__Problem to work on__. Present each line of the entries below that holds the word "this".

__Entries supplied__.
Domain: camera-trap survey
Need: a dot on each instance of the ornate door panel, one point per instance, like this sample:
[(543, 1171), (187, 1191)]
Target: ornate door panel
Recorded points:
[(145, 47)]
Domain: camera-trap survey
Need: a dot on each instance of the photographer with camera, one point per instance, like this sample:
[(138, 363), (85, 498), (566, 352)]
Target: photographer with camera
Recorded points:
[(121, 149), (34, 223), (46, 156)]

* * *

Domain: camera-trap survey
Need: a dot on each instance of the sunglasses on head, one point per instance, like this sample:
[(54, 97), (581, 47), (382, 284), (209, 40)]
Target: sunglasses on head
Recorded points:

__Worked solution__.
Need: a dot on each instance of the ornate door panel, one point per instance, like this sample:
Need: a dot on each instance of the photographer with camera, one point per instance, like this sample:
Need: a dot on each instance of the sunglasses on head, one point per instance, like this sample:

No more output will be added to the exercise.